--- START EXTRACTED TEXT ---

So what happens when they lose a gate check bag?

On Sunday, September 24 at the absolute arsecrack of dawn, I was innocently sitting in the Gunnison, Colorado airport (GUC). Minding my own business, like an ordinary traveler. I was was there with my wife and kids, and for reasons which I cannot explain… I decided to help United Airlines. The plane was full, and they asked if some of us would be willing to gate check our bags. We would drop them off planeside and pick them up on the ramp as soon as we got to Denver (DEN). Absolutely nothing might possibly go wrong, thinks me, and I am a charitable sort, so my younger son and I agreed to do that. I always want to help a fellow passenger, and right at that moment I was feeling charitable to United. Because I am bad at things. And thus begins my tale of woe.

So we boarded the GUC-DEN flight, and it was fine. If you have never taken that flight, it is absolutely gorgeous as you fly over the Rockies. We dropped our bags off planeside, and I watched a ramp agent scan the bags with his machine. We kept the bottom half of the claim tickets. Absolutely nothing can go wrong from this point, right?

Me and my younger son sitting on the DEN-GUC flight, thinking that *of course* there is no way they can lose a gate check bag in the 6 feet between that spot on the jet bridge and the plane.
Me and my younger son sitting on the DEN-GUC flight, thinking that of course there is no way they can lose a gate check bag in the 6 feet between that spot on the jet bridge and the plane.

--- END EXTRACTED TEXT ---

SET OF TASKS
1. Answer these questions about the story of the gate-checked bag:
(a) Which airport was the writer sitting in on Sunday, September 24?
(b) Who agreed to gate check their bags?
(c) What did the writer watch the ramp agent do with the bags?
2. Write the next part of the story of the gate-checked bag, picking up after its final sentence.

--- START RECORDS SHOWN ---

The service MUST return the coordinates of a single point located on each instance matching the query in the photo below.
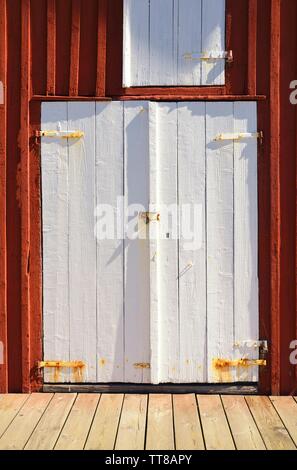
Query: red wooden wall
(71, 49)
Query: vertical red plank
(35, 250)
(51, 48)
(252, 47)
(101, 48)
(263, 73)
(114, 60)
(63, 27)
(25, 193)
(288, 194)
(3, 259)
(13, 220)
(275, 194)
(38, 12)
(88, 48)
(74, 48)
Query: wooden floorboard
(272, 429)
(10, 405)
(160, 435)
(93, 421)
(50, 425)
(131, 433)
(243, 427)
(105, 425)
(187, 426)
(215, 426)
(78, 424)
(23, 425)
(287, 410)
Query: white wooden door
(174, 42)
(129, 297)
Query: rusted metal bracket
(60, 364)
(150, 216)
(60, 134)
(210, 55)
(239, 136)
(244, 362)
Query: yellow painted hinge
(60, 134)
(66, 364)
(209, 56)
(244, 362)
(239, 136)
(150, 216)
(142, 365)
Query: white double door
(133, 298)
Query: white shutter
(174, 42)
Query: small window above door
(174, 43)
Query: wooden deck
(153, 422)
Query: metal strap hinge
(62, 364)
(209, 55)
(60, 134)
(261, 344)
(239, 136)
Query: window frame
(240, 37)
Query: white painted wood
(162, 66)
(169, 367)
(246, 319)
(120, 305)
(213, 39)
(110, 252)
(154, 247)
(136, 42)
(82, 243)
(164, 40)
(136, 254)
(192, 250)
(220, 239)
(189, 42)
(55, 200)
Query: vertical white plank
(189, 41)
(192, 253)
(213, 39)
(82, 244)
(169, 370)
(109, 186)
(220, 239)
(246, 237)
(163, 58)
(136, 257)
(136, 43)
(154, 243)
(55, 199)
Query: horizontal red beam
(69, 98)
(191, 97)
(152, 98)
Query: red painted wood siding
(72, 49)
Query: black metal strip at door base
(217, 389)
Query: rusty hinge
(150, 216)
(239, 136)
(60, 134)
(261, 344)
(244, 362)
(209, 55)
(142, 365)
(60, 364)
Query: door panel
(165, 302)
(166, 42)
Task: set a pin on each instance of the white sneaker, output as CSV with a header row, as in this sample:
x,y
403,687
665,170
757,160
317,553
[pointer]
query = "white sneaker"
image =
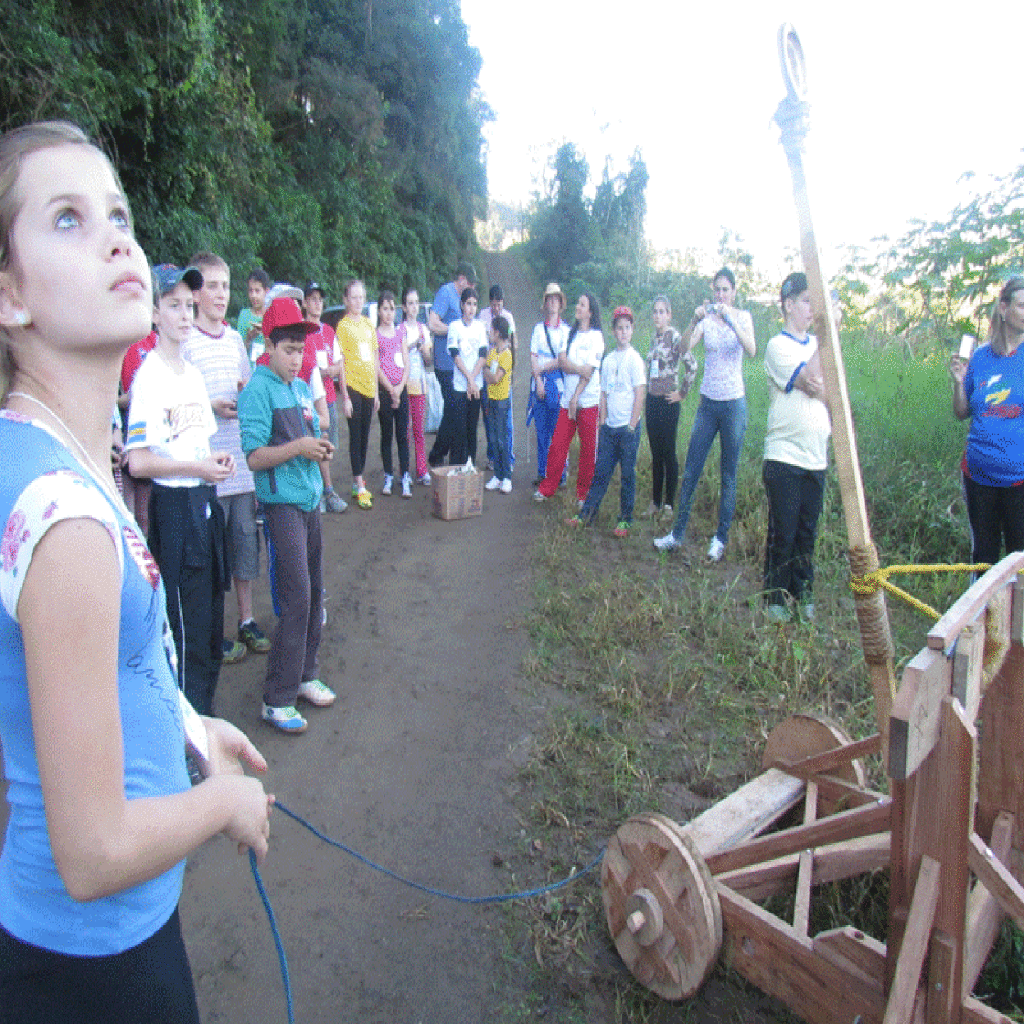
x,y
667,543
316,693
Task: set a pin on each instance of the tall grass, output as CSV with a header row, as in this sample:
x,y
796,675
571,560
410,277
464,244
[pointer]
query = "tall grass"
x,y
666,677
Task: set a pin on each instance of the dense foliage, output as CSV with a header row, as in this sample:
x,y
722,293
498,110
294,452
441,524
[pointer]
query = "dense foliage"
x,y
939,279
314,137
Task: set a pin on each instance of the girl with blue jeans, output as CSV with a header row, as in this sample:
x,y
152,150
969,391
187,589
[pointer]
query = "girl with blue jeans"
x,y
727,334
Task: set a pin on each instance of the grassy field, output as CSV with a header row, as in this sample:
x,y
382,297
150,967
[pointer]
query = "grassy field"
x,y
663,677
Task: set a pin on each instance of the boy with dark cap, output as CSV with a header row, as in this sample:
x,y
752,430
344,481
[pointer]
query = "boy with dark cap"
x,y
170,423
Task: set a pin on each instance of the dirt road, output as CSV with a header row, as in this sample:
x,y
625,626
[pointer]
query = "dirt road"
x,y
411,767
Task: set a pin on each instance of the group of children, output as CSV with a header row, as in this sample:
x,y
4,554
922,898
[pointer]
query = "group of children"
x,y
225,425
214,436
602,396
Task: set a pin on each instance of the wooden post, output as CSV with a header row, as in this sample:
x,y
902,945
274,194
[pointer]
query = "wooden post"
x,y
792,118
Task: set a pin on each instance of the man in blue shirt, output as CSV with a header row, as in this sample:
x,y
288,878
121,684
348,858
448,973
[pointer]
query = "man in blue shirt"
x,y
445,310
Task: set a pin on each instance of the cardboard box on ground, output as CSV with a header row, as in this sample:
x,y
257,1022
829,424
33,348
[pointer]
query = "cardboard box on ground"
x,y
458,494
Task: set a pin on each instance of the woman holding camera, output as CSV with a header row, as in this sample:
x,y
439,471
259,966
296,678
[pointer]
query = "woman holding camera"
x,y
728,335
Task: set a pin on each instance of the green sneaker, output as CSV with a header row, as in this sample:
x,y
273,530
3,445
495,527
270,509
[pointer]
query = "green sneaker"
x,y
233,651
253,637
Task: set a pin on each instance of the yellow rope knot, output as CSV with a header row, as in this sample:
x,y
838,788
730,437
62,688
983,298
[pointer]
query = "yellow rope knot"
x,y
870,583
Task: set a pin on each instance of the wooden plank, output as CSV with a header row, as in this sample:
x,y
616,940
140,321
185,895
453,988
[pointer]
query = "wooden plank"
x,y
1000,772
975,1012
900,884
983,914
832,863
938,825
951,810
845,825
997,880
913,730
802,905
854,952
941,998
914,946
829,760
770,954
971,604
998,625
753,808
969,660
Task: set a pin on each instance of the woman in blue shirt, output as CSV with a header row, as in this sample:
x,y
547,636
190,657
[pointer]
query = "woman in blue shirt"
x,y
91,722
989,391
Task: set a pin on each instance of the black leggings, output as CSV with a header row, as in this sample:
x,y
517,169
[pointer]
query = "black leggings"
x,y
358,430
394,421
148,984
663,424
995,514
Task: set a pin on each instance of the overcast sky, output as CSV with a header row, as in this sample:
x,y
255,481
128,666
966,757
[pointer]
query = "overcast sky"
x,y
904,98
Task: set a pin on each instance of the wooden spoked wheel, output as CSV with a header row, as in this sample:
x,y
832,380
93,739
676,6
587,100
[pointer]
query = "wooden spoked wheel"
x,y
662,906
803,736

--- END RECORDS SHOWN ---

THE ANSWERS
1.
(a) The Gunnison, Colorado airport (GUC).
(b) The writer and the writer's younger son.
(c) Scan the bags with his machine.

2.
Except that it can, and did. When we landed, my wife and my older son walked into the Denver terminal to wait for us. My younger son’s bag came quickly, and he took it to wait with his mother and his brother. And then they kept unloading bags, and… mine never came. I showed them my little green claim ticket (UA 7016 590128), they took it, and they brought the bag up to the top of the stairs. And….. they wouldn’t let me touch it. Because somehow the elastic on the tag had snapped, which means they couldn’t hand it to me. According to a rule which they couldn’t cite and which the supervisor said I couldn’t look up since it was a local rule.

I noted that I had a different tag with my name on it clearly attached to the bag. That meant I could prove that it was mine. I also had my claim check, and they had an electronic record of scanning a check with the corresponding number at the gate in Gunnison. I think what they were trying to explain, probably, being charitable and trying to think through possible explanation, maybe, is that I couldn’t prove that the bag had been security screened for me to have in a passenger cabin. Except that begs the question of how my bag got there. There wasn’t a tag on it like you would see on a typical checked bag. I had my United gate check tag, and the electronic record of it being scanned, and my name tag. As best I can tell, their explanation was that space aliens from Mars may have planted my bag there for me.

And then the United gate agent got handsy

So I was standing by the window to point to the ramp agent where my name tag was to prove it was my bag. That employee, who I have elected not to name, then decided to move around me for a purpose I still don’t understand. He put his hand on my left shoulder to move me to the side, I guess because he wanted to look at the bag, or lock the door, or retrieve the bag to check it, or something. I still don’t know why he did it.

So did it hurt when he shoved me? No, not even a little. Was I injured? Not at all. Would I have gone to jail if I did the same thing to their employee? Absolutely. Like, in a heartbeart. They actually play videos about that very thing as you walk through security. In speaking to the supervisor and later the customer service department, however, it became clear that they did not actually give the north end of a southbound rat. Something about a forwarding it to the right people and trying to do better next time. Apparently, the airline from when Dr. David Dao was dragged is just in to this sort of thing.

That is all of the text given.